##### DOCUMENT #####

An insider interview of music, movement, and moments with Syukri A. Rahim

“Now it’s called Bukit Jelutong Eco Community Park but it was named and re-named a few times."

The ink of the pages scribbled with goals and new year’s optimism was yet to dry. Barely a week into the first month, the 6th of January 2023 woke me up with a three-times snoozed 8 AM alarm, cold shower, city noises fighting for dominance with bird songs and Syukri A. Rahim sat smiling and stretched in neutral hues matching the morning light showering the apartment.

That Friday, we took a drive to Bukit Jelutong, where Syukri A. Rahim has spent most of his Earth experience growing up. We allowed ourselves to be transported as we followed the trails and tales of Syukri A. Rahim as he permitted us a glimpse into a fraction of his non-fiction.  

“Now it’s called Bukit Jelutong Eco Community Park but it was named and re-named a few times. Growing up here though, people I knew just called it ‘Dua Alam’”, he remarks. Walking through hilly higher grounds and man-made footholes, every light step through the park morphed more and more naturally for Syukri. Currently a part-time assistant lecturer in the Creative Multimedia faculty at a local university, Syukri A. Rahim also moonlights as many titles balancing between pay, projects, and passion. “See, that’s the thing – It’s strange to me when people ask me ‘what are you?’ for example, are you a musician? Are you a filmmaker? Are you a writer first or? To put it simply, I consider myself a musician first because I made my debut EP before I made my first film but recently it has been more towards films, yet at the same time I have some music ventures that I’m involved in and am planning for myself this year. I shift between music and film a lot, depending”.

##### DATA PROVIDED #####

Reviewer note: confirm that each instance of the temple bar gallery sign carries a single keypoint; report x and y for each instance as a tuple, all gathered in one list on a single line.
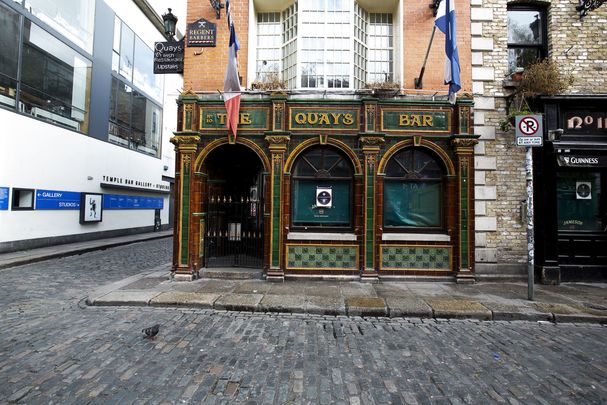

#####

◆ REQUIRED ACTIONS
(A) Transcribe the passage of the Syukri A. Rahim interview starting with "That Friday, we" and going on through "of his non-fiction.".
(B) In the Syukri A. Rahim interview, what name did the people Syukri knew use for the park while he was growing up there?

◆ RESULTS OF THE EXERCISE
(A)
That Friday, we took a drive to Bukit Jelutong, where Syukri A. Rahim has spent most of his Earth experience growing up. We allowed ourselves to be transported as we followed the trails and tales of Syukri A. Rahim as he permitted us a glimpse into a fraction of his non-fiction.

(B) They called it "Dua Alam."